◆ GOAL: Repeat each line exactly as it is written.

+ + +

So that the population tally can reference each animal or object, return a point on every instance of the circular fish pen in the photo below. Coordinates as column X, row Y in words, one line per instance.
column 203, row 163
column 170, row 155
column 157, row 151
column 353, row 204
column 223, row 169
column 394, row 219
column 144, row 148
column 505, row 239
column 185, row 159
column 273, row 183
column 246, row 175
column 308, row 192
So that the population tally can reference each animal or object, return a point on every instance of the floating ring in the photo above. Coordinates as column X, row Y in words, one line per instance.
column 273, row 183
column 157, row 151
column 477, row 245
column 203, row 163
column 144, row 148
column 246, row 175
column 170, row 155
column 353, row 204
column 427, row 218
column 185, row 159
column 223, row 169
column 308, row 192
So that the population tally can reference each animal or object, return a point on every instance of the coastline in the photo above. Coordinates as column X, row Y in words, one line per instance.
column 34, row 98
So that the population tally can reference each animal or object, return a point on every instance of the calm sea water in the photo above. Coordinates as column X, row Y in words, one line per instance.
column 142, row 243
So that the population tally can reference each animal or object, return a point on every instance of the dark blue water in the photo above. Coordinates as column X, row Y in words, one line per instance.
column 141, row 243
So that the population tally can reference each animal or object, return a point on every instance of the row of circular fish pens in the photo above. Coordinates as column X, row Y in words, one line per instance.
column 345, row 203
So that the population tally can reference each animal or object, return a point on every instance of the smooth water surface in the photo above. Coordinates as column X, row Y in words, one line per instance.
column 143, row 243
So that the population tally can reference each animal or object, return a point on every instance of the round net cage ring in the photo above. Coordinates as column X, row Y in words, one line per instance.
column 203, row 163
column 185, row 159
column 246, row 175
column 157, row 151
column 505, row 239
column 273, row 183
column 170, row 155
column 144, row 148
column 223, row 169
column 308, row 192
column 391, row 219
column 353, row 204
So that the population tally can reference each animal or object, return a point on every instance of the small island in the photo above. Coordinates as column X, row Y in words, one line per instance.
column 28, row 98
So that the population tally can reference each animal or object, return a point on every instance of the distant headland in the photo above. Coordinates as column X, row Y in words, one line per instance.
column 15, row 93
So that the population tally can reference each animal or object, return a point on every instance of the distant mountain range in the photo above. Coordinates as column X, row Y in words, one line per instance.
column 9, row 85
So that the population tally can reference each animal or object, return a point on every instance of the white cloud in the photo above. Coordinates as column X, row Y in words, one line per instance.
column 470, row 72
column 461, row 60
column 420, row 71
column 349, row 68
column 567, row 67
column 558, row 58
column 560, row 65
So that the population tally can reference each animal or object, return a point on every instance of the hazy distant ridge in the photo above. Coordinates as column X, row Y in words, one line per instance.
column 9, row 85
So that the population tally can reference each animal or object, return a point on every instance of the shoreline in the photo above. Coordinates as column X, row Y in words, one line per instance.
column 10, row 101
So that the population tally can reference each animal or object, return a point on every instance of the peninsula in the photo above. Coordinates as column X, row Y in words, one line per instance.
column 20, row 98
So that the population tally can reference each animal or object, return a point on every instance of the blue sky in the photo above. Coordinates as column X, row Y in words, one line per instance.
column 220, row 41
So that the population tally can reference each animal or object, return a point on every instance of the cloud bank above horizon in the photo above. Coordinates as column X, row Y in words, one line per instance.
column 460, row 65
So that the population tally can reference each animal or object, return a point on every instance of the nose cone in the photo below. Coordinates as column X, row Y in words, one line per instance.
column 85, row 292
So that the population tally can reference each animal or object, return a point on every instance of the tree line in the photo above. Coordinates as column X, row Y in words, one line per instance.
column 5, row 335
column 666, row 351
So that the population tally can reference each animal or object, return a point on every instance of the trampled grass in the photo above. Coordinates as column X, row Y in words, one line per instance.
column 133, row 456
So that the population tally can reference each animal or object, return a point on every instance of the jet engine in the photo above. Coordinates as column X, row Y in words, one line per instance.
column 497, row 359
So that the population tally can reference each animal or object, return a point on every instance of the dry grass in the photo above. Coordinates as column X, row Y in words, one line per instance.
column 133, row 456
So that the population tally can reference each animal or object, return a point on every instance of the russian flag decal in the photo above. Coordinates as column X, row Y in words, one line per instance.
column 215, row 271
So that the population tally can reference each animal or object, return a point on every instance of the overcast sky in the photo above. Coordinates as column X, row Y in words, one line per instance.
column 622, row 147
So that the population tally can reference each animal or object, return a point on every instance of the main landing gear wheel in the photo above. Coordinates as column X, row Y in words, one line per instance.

+ + +

◆ EXERCISE RESULT:
So that the population tally can reference each animal or object, return a point on every instance of the circular fish pen in the photo below. Coordinates as column X, row Y in words, one line per instance.
column 203, row 163
column 170, row 155
column 157, row 151
column 353, row 204
column 223, row 169
column 394, row 219
column 144, row 148
column 505, row 239
column 185, row 159
column 273, row 183
column 246, row 175
column 308, row 192
So that the population tally can reference each animal or object, return a point on every instance of the floating ring in the photo above. Coordinates as column X, row Y in words, one line per instance.
column 273, row 183
column 157, row 151
column 477, row 245
column 203, row 163
column 144, row 148
column 246, row 175
column 170, row 155
column 353, row 204
column 427, row 218
column 185, row 159
column 223, row 169
column 308, row 192
So that the population tally can reference each animal or object, return a point on every instance of the coastline in the photo above. Coordinates as column X, row Y in words, one line per instance.
column 34, row 98
So that the population tally can reference each animal or object, return a point on every instance of the calm sea water in the photo above. Coordinates as column X, row Y in words, one line per instance.
column 142, row 243
So that the population tally can reference each animal or object, return a point on every instance of the dark blue water in the photo above. Coordinates as column X, row Y in words, one line per instance.
column 141, row 243
So that the population tally can reference each animal or object, return a point on every instance of the row of circular fish pens in the photo above. Coordinates as column X, row Y in words, one line per instance.
column 345, row 203
So that the population tally can reference each animal or object, return a point on every instance of the smooth water surface in the photo above. Coordinates as column X, row Y in words, one line per instance.
column 143, row 243
So that the population tally can reference each animal or object, return a point on every instance of the round net cage ring in the photo above. Coordinates as column X, row Y in words, one line per instance.
column 203, row 163
column 185, row 159
column 246, row 175
column 157, row 151
column 505, row 239
column 273, row 183
column 170, row 155
column 144, row 148
column 223, row 169
column 308, row 192
column 391, row 219
column 353, row 204
So that the population tally can reference each animal or object, return a point on every instance of the small island in the photo above. Coordinates as column X, row Y in words, one line per instance.
column 28, row 98
So that the population tally can reference each animal or object, return a point on every instance of the distant headland in the photo above. Coordinates as column X, row Y in words, one line per instance.
column 15, row 93
So that the population tally can reference each animal or object, return a point on every instance of the distant mountain range in the photo above. Coordinates as column X, row Y in words, one line per instance.
column 9, row 85
So that the population tally can reference each animal or object, return a point on every instance of the white cloud in the photo above. Coordinates as column X, row Y in words, one line per instance.
column 470, row 72
column 461, row 60
column 420, row 71
column 349, row 68
column 567, row 67
column 558, row 58
column 560, row 65
So that the population tally can reference each animal or object, return a point on every instance of the hazy distant ridge in the photo above. Coordinates as column X, row Y in words, one line per instance.
column 9, row 85
So that the population tally can reference each animal or object, return a point on every instance of the shoreline in the photo above. Coordinates as column X, row Y in words, one line per instance.
column 10, row 101
So that the population tally can reference each animal or object, return a point on every instance of the peninsula in the photo above. Coordinates as column X, row Y in words, one line per instance.
column 20, row 98
So that the population tally can reference each animal or object, return a point on every instance of the blue sky in the photo above. Coordinates as column X, row Y in words, one line per instance.
column 220, row 41
So that the population tally can reference each animal or object, return a point on every instance of the cloud bank above horizon in the photo above. Coordinates as column X, row Y in words, one line per instance.
column 460, row 65
So that the population tally can reference each animal or object, return a point on every instance of the nose cone in the photo below. Coordinates as column X, row Y in words, one line per instance.
column 85, row 292
So that the population tally can reference each animal or object, return a point on every instance of the tree line in the photo above. Coordinates as column X, row Y in words, one line per instance.
column 5, row 335
column 666, row 351
So that the population tally can reference each animal or object, return a point on every instance of the trampled grass in the photo above. Coordinates as column X, row Y in words, one line per instance.
column 133, row 456
So that the population tally can reference each animal or object, return a point on every instance of the jet engine in the photo above. Coordinates as column X, row Y in words, one line per instance.
column 497, row 359
So that the population tally can reference each animal or object, return a point on every instance of the dry grass in the photo above. Coordinates as column X, row Y in words, one line per instance.
column 133, row 456
So that the population tally can reference each animal or object, return a point on every instance of the russian flag decal in the photo above. Coordinates as column X, row Y in words, one line per instance.
column 215, row 271
So that the population tally can reference each animal or object, return a point on every instance of the overcast sky in the photo above. Coordinates as column X, row Y in words, one line per instance.
column 622, row 147
So that the population tally can reference each animal or object, return a point on every instance of the main landing gear wheel in the photo above. Coordinates as column X, row Y in words, one line per instance.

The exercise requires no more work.